Records provided:
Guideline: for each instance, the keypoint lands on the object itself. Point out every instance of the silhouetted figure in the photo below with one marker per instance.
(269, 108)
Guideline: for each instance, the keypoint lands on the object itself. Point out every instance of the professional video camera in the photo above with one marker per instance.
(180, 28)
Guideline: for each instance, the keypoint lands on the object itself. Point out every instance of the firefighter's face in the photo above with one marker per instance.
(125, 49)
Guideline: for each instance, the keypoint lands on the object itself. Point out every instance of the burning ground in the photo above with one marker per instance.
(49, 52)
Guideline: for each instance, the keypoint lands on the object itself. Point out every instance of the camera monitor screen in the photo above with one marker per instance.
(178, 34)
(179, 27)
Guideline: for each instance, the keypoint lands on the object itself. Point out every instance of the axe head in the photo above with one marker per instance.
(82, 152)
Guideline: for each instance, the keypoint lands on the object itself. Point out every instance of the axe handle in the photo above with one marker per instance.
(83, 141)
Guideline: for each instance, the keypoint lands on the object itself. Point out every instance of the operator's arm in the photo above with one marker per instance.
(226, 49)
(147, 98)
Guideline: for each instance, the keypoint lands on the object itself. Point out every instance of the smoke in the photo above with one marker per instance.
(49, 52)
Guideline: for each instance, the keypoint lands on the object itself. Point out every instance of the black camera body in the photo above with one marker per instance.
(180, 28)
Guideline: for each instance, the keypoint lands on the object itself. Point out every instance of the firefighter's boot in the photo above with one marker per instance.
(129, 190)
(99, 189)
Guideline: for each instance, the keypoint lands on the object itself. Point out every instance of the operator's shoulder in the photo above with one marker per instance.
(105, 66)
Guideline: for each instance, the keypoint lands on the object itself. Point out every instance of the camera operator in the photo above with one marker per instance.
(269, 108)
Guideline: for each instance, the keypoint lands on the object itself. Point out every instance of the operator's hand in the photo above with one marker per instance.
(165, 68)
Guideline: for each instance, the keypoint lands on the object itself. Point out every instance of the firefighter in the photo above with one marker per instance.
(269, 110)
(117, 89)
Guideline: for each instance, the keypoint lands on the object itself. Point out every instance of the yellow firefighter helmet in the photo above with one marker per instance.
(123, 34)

Your goal: Put every line of the entries above into a Markdown table with two columns, Row and Line. Number each row and leave out blank lines.

Reply to the task:
| Row | Line |
|---|---|
| 1 | Guideline: for each instance, the keypoint lands on the object itself. Point out every instance of the silhouetted figure in the photo below with one marker per instance. |
| 2 | (269, 108) |
| 3 | Guideline: for each instance, the keypoint lands on the object itself. Point out every instance of the professional video camera in the photo above with one marker per instance. |
| 4 | (180, 28) |
| 5 | Guideline: for each instance, the keypoint lands on the object itself. Point out every instance of the firefighter's face in the photo above with one marker per instance. |
| 6 | (125, 49) |
| 7 | Guideline: for each instance, the keypoint lands on the object itself. Point out every instance of the burning ground in the photo above with one marker per instance. |
| 8 | (49, 52) |
| 9 | Guideline: for each instance, the keypoint lands on the object itself. Point out every instance of the camera monitor screen in the photo above with one marker per instance. |
| 10 | (178, 34) |
| 11 | (179, 27) |
| 12 | Guideline: for each instance, the keypoint lands on the object itself. Point out every instance of the axe head in the photo above with one marker per instance. |
| 13 | (82, 152) |
| 14 | Guideline: for each instance, the keypoint lands on the object itself. Point out every instance of the axe handle in the photo above with one marker per instance. |
| 15 | (83, 141) |
| 16 | Guideline: for each instance, the keypoint lands on the object itself. Point out every instance of the operator's arm in the photo above with one marker per instance. |
| 17 | (226, 49) |
| 18 | (147, 98) |
| 19 | Guideline: for each instance, the keypoint lands on the object itself. Point out every instance of the smoke in the photo above with one marker per instance. |
| 20 | (49, 52) |
| 21 | Guideline: for each instance, the keypoint lands on the object itself. Point out every instance of the black camera body in the photo above with one marker per instance. |
| 22 | (180, 28) |
| 23 | Guideline: for each instance, the keypoint lands on the object itself. Point out every instance of the firefighter's boot in the photo above with one marker per instance. |
| 24 | (129, 190) |
| 25 | (99, 189) |
| 26 | Guideline: for each instance, the keypoint lands on the object itself. Point out every instance of the operator's shoulder in the photo above with one marker per instance. |
| 27 | (105, 66) |
| 28 | Guideline: for each instance, the keypoint lands on the object itself. Point out every instance of the camera operator in the photo above with one marker per instance. |
| 29 | (269, 108) |
| 30 | Guideline: for each instance, the keypoint lands on the object itself. Point out every instance of the operator's hand in the photo above with one marker per instance. |
| 31 | (165, 68) |
| 32 | Guideline: for each instance, the keypoint lands on the object itself. Point out every instance of the firefighter in the photo above with one marker per instance. |
| 33 | (269, 110) |
| 34 | (117, 89) |
| 35 | Guideline: for each instance, the keypoint lands on the object itself. Point out every instance of the yellow firefighter helmet in the photo above with one marker per instance. |
| 36 | (123, 34) |